-- START OF Record set --

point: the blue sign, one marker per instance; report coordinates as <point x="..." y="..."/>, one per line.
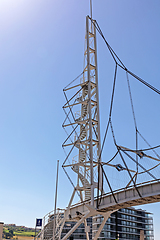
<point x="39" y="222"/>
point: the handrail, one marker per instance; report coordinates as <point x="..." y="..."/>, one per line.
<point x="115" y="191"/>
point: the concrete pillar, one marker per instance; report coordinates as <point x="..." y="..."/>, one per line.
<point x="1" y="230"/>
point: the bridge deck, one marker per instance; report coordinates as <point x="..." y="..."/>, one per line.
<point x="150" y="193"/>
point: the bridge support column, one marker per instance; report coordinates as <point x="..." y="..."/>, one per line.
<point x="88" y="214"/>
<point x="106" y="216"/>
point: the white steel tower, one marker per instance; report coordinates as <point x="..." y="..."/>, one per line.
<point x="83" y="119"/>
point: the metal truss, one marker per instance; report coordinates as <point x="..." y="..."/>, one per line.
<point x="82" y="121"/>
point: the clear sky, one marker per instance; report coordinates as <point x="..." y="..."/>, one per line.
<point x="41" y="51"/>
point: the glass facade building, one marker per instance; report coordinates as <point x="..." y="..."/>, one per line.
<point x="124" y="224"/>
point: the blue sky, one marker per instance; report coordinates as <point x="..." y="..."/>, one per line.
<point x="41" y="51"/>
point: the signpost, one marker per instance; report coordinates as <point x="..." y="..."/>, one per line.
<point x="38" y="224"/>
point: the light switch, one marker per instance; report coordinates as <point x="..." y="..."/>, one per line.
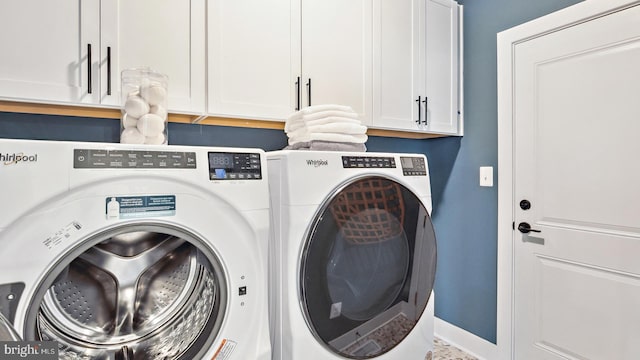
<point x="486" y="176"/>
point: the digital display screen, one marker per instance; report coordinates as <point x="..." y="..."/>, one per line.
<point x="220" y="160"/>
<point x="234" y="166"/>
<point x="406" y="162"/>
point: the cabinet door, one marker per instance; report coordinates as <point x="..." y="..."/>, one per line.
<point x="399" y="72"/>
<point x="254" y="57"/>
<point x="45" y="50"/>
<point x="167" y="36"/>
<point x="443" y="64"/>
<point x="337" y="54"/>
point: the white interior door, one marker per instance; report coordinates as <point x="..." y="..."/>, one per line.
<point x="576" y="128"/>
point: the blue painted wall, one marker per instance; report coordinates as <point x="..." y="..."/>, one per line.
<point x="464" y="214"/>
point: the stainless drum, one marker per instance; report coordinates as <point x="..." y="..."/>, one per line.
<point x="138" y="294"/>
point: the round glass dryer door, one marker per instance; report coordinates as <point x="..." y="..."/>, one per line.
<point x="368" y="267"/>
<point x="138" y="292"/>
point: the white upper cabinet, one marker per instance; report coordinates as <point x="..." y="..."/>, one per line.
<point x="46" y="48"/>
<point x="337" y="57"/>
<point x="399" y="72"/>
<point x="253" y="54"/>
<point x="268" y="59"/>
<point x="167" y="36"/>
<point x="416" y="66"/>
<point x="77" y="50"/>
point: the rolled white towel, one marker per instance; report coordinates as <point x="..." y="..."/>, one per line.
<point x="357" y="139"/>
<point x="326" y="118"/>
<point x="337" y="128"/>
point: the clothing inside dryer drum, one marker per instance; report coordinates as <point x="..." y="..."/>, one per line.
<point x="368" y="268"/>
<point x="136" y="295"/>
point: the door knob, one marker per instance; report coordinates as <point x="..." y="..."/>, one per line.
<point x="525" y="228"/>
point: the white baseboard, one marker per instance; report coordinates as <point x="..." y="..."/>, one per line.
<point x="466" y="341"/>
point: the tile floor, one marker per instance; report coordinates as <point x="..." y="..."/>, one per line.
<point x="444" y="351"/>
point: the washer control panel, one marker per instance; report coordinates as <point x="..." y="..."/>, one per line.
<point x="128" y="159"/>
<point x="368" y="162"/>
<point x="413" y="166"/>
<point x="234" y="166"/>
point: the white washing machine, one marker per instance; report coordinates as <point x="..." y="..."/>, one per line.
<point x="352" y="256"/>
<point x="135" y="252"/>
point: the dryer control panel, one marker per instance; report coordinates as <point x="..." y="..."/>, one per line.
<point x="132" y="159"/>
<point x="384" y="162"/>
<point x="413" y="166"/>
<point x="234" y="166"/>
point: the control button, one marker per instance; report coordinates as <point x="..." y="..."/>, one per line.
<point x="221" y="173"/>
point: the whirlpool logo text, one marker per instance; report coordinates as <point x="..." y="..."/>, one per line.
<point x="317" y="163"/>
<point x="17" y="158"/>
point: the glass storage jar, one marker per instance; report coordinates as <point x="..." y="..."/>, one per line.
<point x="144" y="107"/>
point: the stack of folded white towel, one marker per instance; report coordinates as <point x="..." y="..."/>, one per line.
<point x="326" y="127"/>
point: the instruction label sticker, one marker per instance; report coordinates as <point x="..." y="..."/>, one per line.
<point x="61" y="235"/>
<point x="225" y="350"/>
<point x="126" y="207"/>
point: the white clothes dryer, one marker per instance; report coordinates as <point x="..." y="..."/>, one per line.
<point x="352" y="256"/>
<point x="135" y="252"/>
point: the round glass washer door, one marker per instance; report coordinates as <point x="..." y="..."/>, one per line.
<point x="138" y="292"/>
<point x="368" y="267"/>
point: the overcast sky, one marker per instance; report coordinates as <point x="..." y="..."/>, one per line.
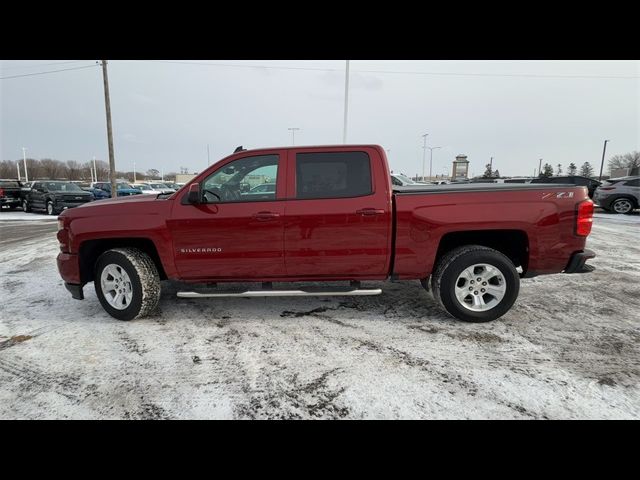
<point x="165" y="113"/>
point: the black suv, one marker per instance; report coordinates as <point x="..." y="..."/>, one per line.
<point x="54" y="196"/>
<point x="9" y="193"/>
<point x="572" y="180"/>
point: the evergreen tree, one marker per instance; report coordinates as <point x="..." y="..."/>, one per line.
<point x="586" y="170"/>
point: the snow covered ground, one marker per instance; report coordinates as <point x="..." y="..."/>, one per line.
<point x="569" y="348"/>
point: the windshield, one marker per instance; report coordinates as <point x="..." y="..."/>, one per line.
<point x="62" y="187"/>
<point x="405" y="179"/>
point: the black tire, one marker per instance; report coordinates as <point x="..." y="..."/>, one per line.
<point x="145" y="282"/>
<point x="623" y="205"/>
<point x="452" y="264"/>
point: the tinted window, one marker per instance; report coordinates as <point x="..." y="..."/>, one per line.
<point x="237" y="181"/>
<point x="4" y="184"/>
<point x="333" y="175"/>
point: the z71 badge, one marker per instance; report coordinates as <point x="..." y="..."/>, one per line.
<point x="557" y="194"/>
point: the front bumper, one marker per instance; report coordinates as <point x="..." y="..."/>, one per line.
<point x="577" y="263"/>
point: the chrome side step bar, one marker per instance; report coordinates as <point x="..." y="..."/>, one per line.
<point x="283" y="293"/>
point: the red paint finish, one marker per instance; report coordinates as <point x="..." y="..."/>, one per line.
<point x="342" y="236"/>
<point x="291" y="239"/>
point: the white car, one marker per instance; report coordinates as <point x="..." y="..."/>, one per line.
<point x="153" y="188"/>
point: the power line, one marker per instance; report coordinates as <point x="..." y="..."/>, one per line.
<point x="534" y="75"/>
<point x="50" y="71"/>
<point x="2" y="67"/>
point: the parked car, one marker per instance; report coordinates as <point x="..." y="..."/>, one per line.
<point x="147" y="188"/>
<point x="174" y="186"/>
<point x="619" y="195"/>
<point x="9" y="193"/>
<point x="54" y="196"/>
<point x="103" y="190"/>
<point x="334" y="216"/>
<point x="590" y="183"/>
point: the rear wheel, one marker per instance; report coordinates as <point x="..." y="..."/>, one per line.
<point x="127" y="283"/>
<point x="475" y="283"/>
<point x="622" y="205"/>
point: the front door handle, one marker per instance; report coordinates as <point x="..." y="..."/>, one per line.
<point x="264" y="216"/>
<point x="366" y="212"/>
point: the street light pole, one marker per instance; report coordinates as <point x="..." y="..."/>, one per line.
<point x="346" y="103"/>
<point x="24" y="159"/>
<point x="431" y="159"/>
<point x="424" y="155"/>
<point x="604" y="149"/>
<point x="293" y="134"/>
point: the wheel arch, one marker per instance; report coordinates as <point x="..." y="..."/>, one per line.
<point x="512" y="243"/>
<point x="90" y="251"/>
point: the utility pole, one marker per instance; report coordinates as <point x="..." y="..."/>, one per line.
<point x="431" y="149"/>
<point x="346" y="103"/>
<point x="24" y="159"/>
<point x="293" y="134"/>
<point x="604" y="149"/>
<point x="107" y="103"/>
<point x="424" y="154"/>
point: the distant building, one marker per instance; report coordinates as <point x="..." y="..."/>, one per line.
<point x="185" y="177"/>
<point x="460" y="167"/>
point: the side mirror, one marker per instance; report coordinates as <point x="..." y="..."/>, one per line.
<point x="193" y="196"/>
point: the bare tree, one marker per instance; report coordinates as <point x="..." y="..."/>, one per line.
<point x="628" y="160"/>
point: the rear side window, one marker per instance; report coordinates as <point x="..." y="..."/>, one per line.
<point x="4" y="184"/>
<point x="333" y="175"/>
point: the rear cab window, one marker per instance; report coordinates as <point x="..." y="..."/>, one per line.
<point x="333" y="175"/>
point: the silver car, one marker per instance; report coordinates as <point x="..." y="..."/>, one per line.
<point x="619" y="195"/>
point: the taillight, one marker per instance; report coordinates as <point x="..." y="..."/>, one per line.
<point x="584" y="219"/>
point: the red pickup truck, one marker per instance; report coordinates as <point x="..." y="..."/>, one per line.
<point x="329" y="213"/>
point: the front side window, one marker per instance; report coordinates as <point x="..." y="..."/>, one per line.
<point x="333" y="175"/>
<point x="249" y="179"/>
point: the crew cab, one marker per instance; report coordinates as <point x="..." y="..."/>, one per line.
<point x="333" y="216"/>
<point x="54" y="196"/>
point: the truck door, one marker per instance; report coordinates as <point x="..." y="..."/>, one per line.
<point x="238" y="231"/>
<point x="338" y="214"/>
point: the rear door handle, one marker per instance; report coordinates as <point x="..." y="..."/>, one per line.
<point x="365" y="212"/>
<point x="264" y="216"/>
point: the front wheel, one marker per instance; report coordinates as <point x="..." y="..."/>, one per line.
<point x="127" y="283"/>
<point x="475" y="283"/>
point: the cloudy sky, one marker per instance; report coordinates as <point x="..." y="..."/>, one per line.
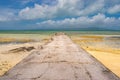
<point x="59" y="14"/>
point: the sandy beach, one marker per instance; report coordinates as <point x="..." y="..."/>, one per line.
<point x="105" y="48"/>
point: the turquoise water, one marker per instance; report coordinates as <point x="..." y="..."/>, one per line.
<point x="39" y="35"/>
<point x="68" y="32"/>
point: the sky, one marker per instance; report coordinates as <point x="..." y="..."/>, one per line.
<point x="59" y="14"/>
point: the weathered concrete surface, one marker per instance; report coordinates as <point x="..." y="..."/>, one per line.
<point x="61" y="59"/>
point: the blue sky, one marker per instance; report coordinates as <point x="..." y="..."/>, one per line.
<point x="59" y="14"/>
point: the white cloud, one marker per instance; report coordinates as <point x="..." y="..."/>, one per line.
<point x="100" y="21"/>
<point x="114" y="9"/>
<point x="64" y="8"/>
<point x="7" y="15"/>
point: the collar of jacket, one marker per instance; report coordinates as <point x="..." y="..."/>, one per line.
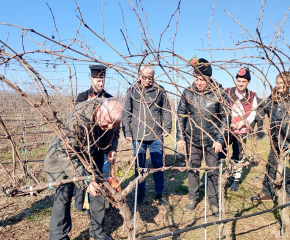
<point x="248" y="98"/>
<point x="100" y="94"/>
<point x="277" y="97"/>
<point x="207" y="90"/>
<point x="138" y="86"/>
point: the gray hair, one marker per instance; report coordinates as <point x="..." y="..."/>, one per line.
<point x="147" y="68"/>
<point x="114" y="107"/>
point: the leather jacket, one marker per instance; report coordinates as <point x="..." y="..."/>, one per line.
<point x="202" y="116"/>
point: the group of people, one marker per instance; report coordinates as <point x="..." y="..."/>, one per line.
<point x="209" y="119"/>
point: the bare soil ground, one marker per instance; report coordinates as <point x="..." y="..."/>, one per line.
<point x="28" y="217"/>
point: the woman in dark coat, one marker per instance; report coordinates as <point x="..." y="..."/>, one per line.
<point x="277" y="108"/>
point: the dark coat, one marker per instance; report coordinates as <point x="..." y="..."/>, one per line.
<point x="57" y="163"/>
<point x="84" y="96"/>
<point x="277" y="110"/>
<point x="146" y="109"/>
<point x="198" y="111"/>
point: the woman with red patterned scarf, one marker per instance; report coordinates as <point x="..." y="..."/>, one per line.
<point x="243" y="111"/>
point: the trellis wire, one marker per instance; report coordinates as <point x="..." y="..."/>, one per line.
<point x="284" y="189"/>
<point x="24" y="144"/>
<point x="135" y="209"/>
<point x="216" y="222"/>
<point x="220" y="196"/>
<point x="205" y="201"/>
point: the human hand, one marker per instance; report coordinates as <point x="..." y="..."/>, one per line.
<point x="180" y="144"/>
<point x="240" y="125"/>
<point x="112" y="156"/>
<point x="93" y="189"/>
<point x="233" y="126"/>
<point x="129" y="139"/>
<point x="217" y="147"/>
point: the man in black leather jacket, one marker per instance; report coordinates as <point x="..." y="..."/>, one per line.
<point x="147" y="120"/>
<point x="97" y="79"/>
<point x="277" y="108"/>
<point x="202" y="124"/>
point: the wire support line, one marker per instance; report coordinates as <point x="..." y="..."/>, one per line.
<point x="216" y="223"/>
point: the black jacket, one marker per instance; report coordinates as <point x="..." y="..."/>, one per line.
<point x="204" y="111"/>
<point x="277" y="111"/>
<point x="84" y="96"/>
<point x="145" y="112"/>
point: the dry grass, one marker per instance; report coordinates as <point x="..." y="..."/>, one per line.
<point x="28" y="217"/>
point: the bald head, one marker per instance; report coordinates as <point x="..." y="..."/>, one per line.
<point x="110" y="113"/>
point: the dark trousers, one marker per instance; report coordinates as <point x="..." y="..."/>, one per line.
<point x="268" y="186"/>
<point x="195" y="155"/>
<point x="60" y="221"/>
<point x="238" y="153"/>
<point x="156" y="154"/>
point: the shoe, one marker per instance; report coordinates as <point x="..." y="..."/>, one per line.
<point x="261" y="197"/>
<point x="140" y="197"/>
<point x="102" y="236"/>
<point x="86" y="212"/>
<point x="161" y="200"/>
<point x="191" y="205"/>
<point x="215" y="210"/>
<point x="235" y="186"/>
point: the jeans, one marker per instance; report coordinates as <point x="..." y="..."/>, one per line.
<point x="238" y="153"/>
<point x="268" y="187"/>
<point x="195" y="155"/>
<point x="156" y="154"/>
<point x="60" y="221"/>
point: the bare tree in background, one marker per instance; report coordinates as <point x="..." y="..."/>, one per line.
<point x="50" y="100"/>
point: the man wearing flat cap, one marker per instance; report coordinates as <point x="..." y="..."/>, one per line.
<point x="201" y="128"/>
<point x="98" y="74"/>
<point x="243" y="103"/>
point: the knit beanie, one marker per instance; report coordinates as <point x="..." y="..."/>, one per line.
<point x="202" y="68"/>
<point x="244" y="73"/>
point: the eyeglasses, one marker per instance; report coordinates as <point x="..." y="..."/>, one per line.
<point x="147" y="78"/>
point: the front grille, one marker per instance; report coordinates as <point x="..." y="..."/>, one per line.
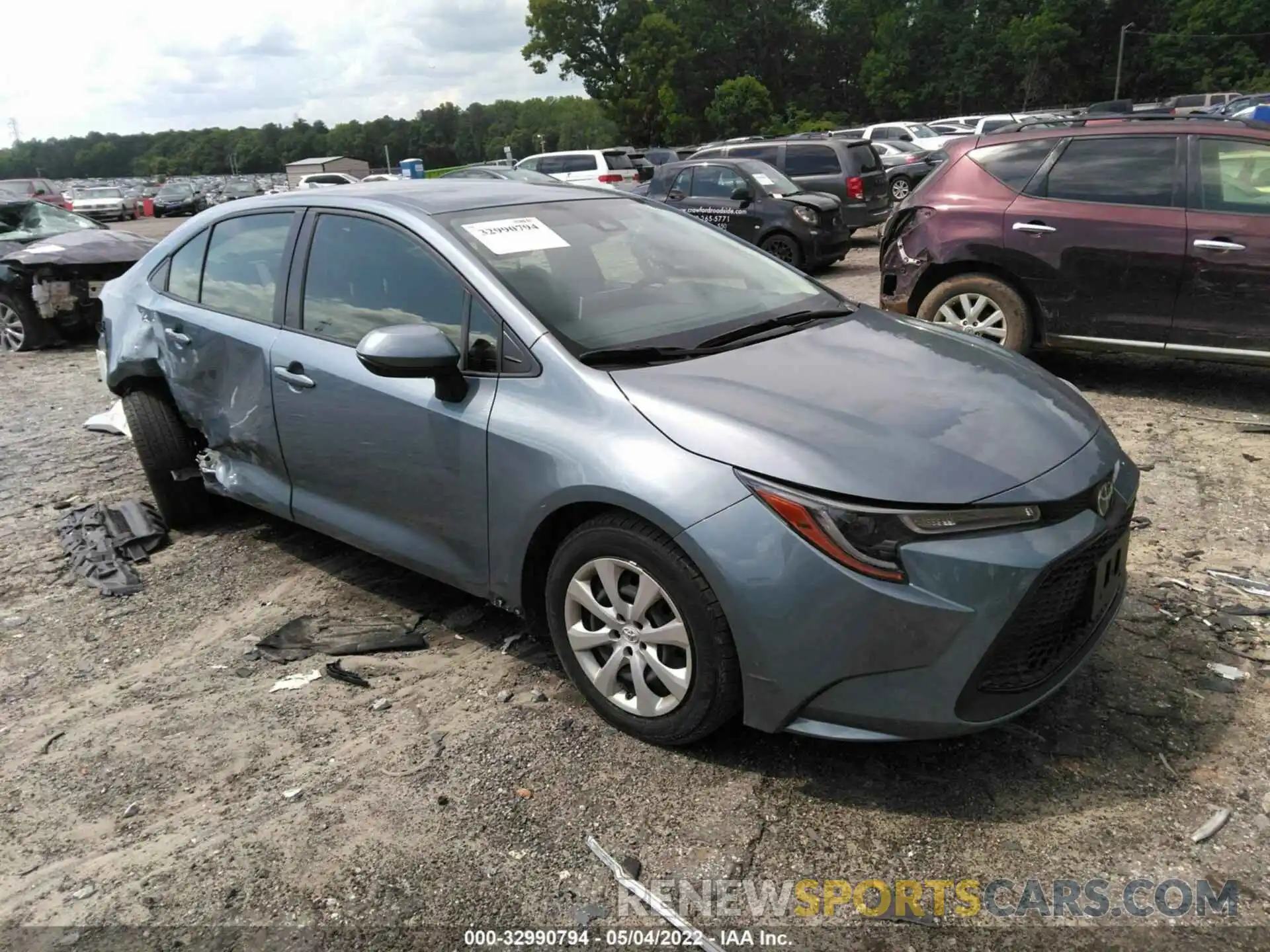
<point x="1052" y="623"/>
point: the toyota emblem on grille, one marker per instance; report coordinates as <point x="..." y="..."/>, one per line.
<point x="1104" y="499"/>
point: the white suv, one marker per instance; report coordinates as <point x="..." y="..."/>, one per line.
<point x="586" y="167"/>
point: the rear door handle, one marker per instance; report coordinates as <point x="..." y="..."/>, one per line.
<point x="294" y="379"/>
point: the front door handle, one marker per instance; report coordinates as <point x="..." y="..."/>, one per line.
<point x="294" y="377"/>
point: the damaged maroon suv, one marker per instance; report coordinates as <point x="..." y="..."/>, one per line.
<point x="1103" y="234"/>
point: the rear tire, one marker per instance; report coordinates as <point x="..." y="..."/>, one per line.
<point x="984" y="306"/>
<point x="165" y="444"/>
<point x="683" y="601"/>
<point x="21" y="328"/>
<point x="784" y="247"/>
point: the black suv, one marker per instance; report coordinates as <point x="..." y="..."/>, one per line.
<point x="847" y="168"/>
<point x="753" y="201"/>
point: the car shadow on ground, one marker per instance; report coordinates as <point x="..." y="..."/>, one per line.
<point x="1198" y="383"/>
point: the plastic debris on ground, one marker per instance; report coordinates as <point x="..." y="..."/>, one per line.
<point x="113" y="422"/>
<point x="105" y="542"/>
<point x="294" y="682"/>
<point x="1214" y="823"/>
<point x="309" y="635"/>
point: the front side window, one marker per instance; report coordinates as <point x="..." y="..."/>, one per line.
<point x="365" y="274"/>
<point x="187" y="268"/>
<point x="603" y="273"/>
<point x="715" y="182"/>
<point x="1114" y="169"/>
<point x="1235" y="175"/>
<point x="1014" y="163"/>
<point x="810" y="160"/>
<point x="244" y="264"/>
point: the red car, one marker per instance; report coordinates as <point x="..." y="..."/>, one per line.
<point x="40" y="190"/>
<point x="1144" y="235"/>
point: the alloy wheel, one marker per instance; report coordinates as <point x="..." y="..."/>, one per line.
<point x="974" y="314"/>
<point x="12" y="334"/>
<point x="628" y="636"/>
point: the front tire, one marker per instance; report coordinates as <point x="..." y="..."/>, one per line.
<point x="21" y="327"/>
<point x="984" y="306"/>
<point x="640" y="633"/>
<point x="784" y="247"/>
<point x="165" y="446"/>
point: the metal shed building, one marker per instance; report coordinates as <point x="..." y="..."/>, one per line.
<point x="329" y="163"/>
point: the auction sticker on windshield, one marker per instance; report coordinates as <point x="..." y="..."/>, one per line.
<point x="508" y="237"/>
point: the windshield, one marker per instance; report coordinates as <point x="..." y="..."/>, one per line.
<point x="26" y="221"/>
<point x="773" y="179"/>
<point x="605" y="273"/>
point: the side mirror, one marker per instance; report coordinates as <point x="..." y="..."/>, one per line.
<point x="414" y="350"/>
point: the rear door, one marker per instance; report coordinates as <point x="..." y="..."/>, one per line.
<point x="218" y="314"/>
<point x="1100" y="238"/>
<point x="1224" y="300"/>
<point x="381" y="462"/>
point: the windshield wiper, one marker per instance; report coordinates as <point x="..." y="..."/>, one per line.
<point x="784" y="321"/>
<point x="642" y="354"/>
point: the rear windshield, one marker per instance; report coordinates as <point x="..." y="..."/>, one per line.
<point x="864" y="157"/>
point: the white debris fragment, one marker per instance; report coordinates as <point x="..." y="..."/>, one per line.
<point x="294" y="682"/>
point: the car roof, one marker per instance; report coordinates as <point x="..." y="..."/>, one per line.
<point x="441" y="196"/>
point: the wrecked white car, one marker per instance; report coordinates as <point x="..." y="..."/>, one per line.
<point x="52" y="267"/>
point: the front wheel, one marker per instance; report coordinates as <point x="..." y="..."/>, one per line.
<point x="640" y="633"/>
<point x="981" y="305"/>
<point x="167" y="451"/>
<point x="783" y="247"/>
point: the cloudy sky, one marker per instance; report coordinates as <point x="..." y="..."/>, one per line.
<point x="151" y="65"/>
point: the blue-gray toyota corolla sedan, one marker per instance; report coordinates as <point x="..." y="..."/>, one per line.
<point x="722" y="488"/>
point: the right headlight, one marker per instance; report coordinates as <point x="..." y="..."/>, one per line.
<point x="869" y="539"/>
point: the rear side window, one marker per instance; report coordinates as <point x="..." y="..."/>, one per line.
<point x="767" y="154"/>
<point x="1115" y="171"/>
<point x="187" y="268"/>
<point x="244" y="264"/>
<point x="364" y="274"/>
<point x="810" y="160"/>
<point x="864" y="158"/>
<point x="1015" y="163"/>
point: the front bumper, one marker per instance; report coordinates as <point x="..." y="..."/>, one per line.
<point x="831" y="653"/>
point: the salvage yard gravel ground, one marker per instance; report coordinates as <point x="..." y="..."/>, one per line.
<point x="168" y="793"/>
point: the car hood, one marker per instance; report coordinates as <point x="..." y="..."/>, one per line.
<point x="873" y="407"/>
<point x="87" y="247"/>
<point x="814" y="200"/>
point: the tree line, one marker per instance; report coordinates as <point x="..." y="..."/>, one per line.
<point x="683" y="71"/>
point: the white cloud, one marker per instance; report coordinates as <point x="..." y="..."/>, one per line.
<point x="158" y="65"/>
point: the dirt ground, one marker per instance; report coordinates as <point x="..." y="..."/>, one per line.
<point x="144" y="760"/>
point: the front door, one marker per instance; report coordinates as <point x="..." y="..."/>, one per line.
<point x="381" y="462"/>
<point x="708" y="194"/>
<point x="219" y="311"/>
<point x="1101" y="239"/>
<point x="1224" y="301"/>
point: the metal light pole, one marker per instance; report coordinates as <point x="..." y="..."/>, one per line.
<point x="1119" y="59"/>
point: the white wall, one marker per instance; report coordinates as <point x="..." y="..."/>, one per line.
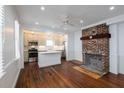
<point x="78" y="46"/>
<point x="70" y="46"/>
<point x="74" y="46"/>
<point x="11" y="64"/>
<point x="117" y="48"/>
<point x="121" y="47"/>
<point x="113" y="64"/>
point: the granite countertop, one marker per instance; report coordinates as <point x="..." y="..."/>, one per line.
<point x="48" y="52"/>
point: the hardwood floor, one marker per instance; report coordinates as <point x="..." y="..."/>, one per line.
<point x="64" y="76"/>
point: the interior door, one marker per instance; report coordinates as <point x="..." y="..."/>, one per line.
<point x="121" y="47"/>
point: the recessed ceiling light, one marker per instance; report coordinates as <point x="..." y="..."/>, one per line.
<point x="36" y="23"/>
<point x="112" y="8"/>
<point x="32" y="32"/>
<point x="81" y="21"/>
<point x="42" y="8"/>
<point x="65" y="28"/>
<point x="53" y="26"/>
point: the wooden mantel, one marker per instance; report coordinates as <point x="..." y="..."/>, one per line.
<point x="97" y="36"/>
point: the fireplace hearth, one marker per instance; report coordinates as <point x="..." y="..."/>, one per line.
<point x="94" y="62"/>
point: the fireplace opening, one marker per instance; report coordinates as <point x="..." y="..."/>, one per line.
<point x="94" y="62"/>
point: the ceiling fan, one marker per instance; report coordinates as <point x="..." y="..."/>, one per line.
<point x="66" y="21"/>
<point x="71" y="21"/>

-- END OF Record set --

Set problem: Give again, word for word, every line from the one holding "point: the wooden" to the end of the data.

Full answer:
point: the wooden mantel, one marker per instance; report coordinates as <point x="..." y="..."/>, one per line.
<point x="97" y="36"/>
point: the fireplace hearth, one marker per instance; report coordinates as <point x="..." y="..."/>, one per line.
<point x="94" y="62"/>
point: the fireplace opening, one marker per instance; report coordinates as <point x="..." y="..."/>, one per line.
<point x="94" y="62"/>
point: the ceiling fan, one marker per instance; report coordinates as <point x="..." y="..."/>, one per line.
<point x="66" y="21"/>
<point x="71" y="21"/>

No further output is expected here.